[Coordinate labeling data]
=-=-=-=-=

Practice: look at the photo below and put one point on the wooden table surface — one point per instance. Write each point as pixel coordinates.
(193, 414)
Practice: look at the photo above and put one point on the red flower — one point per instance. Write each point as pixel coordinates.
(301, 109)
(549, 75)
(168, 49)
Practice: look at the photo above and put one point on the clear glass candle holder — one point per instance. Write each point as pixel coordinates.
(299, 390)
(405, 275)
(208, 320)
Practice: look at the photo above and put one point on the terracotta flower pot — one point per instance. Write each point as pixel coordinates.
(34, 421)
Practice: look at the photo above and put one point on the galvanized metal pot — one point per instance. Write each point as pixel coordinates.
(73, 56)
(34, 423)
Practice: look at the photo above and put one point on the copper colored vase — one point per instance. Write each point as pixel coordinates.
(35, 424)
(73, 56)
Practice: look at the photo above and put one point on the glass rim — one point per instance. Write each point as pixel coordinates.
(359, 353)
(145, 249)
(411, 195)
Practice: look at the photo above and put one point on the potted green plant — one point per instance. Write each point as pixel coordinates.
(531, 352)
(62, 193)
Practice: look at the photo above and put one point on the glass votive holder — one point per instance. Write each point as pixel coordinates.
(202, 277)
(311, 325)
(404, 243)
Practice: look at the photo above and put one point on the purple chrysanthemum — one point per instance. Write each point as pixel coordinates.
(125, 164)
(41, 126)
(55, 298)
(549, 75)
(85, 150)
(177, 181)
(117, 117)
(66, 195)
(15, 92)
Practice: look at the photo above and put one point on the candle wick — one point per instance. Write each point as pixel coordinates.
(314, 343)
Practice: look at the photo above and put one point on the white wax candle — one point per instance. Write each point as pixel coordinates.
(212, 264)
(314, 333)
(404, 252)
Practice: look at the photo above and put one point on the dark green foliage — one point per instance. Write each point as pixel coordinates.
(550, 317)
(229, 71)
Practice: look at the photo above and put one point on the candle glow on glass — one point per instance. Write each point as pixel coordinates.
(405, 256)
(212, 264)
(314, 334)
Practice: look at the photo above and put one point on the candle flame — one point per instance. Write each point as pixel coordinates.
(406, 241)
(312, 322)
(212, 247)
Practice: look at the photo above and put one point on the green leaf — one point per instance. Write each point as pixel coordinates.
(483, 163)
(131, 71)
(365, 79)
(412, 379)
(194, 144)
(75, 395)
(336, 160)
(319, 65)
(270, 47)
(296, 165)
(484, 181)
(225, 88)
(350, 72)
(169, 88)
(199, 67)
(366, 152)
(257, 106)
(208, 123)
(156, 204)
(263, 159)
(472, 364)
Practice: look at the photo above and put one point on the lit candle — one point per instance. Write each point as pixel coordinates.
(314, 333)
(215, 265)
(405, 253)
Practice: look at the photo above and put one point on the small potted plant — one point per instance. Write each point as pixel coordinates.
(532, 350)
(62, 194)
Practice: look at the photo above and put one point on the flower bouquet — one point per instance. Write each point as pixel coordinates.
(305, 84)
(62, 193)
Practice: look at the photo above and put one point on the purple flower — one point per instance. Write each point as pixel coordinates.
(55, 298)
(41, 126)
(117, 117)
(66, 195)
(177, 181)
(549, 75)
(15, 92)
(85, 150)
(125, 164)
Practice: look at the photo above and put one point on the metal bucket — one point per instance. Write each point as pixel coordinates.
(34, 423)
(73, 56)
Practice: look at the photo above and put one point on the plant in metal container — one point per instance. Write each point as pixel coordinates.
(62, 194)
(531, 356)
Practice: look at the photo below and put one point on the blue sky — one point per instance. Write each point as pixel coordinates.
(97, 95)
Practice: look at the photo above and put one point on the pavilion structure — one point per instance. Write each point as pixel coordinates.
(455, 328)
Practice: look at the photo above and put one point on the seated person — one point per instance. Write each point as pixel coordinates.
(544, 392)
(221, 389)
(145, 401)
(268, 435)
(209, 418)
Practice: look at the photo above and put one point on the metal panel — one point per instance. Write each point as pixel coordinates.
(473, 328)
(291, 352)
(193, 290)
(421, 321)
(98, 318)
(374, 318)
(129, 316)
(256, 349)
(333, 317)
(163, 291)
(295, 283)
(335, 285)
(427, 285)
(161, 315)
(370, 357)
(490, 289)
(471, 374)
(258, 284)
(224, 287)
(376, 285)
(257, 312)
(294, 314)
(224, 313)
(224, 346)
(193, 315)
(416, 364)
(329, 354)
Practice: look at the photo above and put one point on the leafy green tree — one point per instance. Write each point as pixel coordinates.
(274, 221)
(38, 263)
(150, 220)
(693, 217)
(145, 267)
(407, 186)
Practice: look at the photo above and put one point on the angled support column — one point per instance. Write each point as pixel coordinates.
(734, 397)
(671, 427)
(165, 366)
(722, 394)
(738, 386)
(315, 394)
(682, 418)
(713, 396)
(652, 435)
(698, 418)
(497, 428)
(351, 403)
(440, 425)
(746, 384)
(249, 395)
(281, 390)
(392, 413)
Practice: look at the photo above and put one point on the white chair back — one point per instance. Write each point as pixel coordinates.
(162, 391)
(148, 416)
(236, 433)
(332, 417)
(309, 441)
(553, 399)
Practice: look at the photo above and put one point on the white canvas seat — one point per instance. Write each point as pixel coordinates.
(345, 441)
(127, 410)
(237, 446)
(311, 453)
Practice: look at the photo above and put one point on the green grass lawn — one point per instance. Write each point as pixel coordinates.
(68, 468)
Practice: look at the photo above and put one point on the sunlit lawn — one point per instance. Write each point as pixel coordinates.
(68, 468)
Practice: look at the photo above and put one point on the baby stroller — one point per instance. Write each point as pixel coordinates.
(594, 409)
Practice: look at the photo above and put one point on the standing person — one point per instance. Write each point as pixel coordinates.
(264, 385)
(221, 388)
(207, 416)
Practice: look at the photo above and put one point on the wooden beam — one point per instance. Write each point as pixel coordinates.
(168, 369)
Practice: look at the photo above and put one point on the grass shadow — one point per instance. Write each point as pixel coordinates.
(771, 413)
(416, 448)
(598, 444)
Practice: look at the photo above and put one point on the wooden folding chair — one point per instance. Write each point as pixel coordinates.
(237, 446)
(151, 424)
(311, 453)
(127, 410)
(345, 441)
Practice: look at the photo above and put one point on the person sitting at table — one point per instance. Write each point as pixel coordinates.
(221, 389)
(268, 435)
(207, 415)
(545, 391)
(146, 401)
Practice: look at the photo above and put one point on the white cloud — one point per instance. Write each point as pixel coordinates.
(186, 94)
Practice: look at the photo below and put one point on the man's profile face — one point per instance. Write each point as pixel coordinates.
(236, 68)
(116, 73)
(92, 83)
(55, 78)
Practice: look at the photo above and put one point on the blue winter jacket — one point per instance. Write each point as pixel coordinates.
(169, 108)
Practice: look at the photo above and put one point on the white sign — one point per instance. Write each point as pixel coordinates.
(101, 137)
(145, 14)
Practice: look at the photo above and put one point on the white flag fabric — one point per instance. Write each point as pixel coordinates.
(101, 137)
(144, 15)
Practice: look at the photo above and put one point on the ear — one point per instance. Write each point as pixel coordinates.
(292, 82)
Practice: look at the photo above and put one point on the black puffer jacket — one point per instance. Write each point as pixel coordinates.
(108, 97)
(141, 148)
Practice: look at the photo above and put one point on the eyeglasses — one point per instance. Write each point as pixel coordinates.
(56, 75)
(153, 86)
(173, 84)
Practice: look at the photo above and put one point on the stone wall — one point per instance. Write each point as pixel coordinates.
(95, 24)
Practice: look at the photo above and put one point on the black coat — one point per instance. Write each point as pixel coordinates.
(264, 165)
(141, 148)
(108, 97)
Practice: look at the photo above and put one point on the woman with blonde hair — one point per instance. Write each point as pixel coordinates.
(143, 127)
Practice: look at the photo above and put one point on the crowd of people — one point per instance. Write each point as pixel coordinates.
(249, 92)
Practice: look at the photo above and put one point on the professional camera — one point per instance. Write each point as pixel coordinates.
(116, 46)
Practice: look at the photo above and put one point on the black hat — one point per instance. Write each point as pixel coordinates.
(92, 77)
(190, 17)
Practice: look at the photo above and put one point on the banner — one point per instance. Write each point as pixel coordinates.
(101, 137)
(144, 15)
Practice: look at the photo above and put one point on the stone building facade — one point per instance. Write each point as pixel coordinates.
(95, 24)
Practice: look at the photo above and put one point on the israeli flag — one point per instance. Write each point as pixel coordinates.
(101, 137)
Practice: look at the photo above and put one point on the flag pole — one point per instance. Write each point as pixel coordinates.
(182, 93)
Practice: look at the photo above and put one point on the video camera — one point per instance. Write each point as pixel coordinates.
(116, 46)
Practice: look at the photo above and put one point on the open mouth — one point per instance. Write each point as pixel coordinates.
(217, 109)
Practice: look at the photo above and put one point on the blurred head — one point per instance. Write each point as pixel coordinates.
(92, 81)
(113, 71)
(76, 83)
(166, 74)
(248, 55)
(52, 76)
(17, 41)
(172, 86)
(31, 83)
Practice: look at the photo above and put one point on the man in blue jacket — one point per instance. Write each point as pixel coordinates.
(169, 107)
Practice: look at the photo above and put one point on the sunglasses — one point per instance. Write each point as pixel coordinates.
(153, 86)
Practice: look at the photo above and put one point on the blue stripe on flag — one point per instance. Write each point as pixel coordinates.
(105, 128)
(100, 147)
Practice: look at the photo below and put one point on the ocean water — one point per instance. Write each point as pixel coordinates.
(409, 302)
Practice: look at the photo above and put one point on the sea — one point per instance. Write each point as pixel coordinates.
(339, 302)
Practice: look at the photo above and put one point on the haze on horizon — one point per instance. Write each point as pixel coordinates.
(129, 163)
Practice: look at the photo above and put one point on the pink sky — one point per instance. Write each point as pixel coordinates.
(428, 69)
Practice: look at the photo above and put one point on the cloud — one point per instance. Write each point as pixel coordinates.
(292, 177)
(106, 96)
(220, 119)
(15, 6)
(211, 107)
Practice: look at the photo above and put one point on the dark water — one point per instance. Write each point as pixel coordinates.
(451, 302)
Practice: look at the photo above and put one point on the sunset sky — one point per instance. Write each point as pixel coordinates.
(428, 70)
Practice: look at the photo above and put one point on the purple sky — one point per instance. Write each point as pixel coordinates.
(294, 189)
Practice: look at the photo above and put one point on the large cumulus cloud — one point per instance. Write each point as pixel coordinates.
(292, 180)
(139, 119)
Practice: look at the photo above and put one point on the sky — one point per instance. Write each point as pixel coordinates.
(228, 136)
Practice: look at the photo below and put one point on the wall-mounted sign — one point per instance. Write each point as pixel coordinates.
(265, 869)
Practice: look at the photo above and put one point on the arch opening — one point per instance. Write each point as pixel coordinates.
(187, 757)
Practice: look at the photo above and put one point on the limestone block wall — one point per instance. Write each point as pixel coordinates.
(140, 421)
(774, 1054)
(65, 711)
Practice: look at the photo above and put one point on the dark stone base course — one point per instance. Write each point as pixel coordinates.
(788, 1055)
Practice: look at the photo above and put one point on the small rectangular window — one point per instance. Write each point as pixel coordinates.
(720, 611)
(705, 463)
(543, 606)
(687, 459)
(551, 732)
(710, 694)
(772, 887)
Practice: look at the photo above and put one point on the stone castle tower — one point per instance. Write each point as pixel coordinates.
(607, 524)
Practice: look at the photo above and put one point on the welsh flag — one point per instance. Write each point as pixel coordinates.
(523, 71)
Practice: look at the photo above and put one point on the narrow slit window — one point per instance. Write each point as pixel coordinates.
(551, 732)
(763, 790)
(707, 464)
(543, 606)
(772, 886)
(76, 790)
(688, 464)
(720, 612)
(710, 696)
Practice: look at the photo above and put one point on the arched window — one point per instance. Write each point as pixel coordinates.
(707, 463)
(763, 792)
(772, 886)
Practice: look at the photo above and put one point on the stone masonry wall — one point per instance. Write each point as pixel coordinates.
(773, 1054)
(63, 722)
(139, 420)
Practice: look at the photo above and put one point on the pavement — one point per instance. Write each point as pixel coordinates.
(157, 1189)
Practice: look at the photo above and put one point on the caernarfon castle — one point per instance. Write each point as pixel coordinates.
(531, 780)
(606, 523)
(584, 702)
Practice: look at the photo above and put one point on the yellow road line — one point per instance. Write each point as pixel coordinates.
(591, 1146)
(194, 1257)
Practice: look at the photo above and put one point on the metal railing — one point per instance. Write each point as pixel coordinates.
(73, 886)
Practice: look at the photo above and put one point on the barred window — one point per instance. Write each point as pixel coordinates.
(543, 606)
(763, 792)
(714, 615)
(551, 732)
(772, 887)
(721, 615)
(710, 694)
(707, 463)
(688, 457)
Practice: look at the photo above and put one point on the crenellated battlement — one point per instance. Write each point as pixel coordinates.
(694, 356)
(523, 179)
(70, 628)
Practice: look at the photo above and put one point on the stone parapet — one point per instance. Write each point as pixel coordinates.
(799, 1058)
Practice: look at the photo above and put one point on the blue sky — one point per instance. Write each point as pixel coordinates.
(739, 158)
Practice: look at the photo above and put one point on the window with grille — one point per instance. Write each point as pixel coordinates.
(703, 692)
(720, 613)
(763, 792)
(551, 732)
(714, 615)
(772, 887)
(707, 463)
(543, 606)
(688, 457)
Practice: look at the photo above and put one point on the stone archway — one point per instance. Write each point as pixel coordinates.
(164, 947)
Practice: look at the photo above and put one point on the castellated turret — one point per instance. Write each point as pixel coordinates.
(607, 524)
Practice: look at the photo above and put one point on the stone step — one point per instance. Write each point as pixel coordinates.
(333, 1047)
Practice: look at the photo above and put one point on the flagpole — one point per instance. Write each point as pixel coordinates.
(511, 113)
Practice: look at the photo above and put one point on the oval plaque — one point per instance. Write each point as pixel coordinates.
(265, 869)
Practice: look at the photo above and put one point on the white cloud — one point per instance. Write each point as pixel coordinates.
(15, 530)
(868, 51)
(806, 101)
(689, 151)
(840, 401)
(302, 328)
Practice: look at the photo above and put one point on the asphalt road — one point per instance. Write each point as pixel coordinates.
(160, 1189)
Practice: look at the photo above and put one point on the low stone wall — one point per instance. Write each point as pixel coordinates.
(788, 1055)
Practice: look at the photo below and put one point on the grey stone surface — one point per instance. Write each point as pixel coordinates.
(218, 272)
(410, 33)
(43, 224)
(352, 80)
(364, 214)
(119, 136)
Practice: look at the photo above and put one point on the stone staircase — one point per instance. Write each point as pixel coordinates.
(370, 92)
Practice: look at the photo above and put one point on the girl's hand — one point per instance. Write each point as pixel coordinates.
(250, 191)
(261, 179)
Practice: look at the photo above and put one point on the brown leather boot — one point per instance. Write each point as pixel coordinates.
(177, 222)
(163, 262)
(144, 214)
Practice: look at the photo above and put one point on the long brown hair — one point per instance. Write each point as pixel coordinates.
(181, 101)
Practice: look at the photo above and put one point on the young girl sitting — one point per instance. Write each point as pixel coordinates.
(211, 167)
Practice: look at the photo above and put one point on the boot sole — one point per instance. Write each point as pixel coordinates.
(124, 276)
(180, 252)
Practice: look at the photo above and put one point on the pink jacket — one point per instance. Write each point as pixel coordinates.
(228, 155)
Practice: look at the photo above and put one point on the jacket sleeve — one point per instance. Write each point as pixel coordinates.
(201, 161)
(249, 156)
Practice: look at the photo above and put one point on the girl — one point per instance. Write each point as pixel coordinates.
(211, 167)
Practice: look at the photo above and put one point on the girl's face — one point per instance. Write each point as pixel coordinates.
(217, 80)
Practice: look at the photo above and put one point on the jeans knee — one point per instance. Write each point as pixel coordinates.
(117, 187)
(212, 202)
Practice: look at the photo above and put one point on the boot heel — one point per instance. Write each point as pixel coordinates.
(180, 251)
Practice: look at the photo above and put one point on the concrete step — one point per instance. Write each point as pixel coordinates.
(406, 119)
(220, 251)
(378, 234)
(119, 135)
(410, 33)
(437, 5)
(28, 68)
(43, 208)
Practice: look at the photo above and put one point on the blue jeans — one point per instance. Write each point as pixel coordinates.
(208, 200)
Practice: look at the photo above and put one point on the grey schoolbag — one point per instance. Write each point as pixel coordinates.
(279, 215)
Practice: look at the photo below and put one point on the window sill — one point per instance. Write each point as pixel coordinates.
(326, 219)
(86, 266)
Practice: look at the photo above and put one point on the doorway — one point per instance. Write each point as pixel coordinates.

=-=-=-=-=

■ **TASK TO COMPLETE**: Repeat precisely the lines of the data starting at the one containing "the boot sole", last line included.

■ **OUTPUT FOR THIS TASK**:
Practice: look at the photo above and put one point on the boot sole — one point per instance. Write each point as pixel coordinates.
(124, 276)
(180, 252)
Practice: look at the photo above and put one point on the pink jacket — one point per instance. Write each point as pixel coordinates.
(228, 155)
Practice: look at the photo above and put one point on the jacket sleeve — one point per instance. Write each point as pixel coordinates.
(201, 161)
(249, 156)
Practice: look at the photo above and put one point on the girl — one point per instance. Write each point as pixel coordinates.
(211, 167)
Practice: look at the photo above and put one point on the girl's face — one point per instance. Write each point as pixel coordinates.
(217, 80)
Practice: look at the photo above and put one point on the jeans knee — one point per instance. Write each point as pixel coordinates.
(117, 187)
(212, 202)
Practice: look at the photo above and put one point on the boot heel — one point per instance. Write each point as pixel coordinates.
(180, 251)
Practice: look at the photo above and put one point on the concrete step — one point per instance. Write each point as pixel coordinates.
(406, 119)
(220, 251)
(378, 234)
(119, 135)
(410, 33)
(437, 5)
(28, 68)
(43, 208)
Practice: look at the photo above and put one point on the blue jeans — one point per instance. Write each point as pixel coordinates.
(208, 200)
Practice: look at the photo above and put one point on the grey schoolbag — one point per instance. Write each point as pixel coordinates.
(279, 215)
Practice: look at the photo below and put one point on the window sill — one point per instance. Write each point as pixel coordinates.
(326, 219)
(86, 266)
Practice: look at the photo above and put one point on the doorway — one point per instance. Write each point as pixel coordinates.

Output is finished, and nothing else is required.